Text passage
FCE
PO Box 17210
Seattle, WA 98107-0910
Phone: (888) 784-9001 (toll-free)
Fax: (206) 784-9077
inquire@fce-community.org
The Foundation for Community Encouragement (FCE), a non-profit, educational foundation, teaches the principles and values of community to individuals, groups and organizations.
As a tax exempt, non-profit, national education foundation, FCE has grown dramatically since 1984. More than 375 workshops, conferences, seminars, and speaking engagements have been conducted for thousands of participants in the USA, Canada, the UK, and Australia. The focus of these events has been to teach groups how to achieve a sense of community or collective spirit and how, as a community, to identify a common purpose and accomplish agreed upon goals.
FCE has a national office in Seattle, Washington. Its business is directed by a volunteer Board, a full-time paid staff, volunteer corps for fund-raising and other FCE projects, and hundreds of associate members. FCE has 76 facilitators, professionals in a wide range of occupations, who live in many parts of the United States and Canada, and who have been trained to work with groups and lead the community building process. Facilitators and clients are carefully matched.
A community is a group of two or more people who have been able to accept and transcend their differences regardless of the diversity of their backgrounds (social, spiritual, educational, ethnic, economic, political, etc.). This enables them to communicate effectively and openly and to work together toward goals identified as being for their common good.
The word "community" is used in many different ways. It can refer to a specific group of people (a geographical community, a church congregation) or it can describe a quality of relationship based on certain values and principles. For example, many people are familiar with a unique phenomenon that frequently emerges between individuals during a crisis like a hurricane or flood. In such situations, people tend to drop their pretenses, overcome obstacles and reach out to help or emotionally support one another and, in the process, find surprising strength, tolerance and acceptance. FCE calls this phenomenon or collective spirit, that emerges during a crisis, community.

Given information
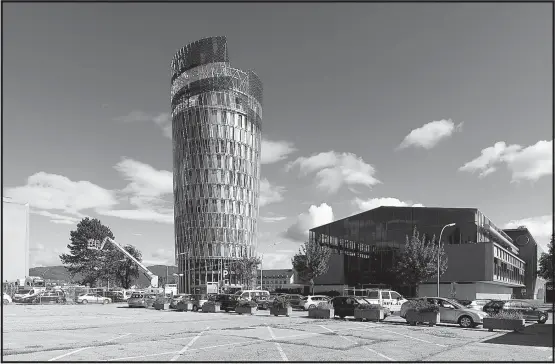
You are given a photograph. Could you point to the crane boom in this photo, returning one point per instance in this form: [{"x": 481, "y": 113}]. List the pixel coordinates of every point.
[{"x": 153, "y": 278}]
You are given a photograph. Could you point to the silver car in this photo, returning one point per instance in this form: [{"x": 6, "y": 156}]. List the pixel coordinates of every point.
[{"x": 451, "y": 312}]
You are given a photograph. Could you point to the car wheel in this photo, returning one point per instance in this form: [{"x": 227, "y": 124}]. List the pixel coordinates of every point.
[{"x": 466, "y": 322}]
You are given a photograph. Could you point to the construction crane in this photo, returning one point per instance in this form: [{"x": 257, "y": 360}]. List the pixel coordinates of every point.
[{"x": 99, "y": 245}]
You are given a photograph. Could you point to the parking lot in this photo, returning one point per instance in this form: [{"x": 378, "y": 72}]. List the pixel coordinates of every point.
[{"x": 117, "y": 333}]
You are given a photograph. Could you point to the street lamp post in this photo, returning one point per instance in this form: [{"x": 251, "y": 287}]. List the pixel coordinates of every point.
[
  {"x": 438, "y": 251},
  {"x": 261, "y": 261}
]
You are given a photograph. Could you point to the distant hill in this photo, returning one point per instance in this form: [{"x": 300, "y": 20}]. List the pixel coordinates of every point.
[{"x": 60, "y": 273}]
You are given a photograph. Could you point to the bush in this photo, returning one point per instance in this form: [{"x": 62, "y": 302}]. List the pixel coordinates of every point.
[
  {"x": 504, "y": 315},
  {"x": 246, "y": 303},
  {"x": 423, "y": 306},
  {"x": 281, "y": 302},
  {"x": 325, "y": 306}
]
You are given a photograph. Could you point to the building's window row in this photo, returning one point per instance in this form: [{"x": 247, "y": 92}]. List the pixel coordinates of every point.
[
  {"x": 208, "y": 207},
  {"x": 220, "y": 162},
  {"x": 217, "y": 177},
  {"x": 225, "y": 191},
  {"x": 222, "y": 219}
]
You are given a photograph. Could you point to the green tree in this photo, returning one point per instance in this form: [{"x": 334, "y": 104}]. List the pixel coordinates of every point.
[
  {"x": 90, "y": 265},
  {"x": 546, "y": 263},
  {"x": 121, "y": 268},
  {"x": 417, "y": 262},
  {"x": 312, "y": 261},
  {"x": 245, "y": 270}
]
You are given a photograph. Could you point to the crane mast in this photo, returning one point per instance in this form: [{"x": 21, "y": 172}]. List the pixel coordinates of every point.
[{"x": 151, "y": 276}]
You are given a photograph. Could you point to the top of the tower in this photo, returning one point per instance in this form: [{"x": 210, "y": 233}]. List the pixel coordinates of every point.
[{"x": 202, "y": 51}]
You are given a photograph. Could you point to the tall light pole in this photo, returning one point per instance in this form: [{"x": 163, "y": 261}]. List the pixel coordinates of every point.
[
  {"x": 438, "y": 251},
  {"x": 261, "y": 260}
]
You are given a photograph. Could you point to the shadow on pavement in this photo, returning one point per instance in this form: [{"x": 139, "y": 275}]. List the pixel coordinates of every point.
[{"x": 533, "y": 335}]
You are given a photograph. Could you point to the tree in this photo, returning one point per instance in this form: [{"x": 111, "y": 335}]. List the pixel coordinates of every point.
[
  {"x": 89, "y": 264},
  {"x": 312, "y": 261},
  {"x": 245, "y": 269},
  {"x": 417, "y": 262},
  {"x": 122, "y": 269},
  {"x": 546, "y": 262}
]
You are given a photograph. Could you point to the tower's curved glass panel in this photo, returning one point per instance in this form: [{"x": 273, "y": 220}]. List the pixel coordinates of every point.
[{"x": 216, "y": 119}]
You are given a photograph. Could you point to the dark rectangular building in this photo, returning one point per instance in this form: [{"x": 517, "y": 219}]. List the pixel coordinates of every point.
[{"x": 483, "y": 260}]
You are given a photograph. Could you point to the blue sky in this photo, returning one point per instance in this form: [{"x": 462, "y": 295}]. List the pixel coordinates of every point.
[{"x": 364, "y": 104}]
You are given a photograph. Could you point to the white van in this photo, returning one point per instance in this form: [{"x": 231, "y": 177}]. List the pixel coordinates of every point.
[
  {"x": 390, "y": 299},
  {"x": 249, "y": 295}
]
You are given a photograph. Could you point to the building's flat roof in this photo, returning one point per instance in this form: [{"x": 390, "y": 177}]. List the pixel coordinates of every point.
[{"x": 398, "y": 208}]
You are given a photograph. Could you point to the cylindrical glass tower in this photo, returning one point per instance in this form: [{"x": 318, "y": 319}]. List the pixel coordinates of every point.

Tasks for this exercise
**a.** According to the FCE passage, how many facilitators does FCE have?
**b.** Sum up the FCE passage in two sentences.
**c.** Return the part of the FCE passage that begins at the words "Fax: (206) 784-9077" and stops after "agreed upon goals.".

Outputs
**a.** 76

**b.** The Foundation for Community Encouragement (FCE) is a non-profit educational foundation in Seattle that has run more than 375 workshops, conferences, seminars and speaking engagements since 1984 to teach groups how to achieve community and pursue common goals. It defines a community as a group of two or more people who accept and transcend their differences, and it uses the word for the collective spirit that emerges among people during a crisis.

**c.**
Fax: (206) 784-9077
inquire@fce-community.org
The Foundation for Community Encouragement (FCE), a non-profit, educational foundation, teaches the principles and values of community to individuals, groups and organizations.
As a tax exempt, non-profit, national education foundation, FCE has grown dramatically since 1984. More than 375 workshops, conferences, seminars, and speaking engagements have been conducted for thousands of participants in the USA, Canada, the UK, and Australia. The focus of these events has been to teach groups how to achieve a sense of community or collective spirit and how, as a community, to identify a common purpose and accomplish agreed upon goals.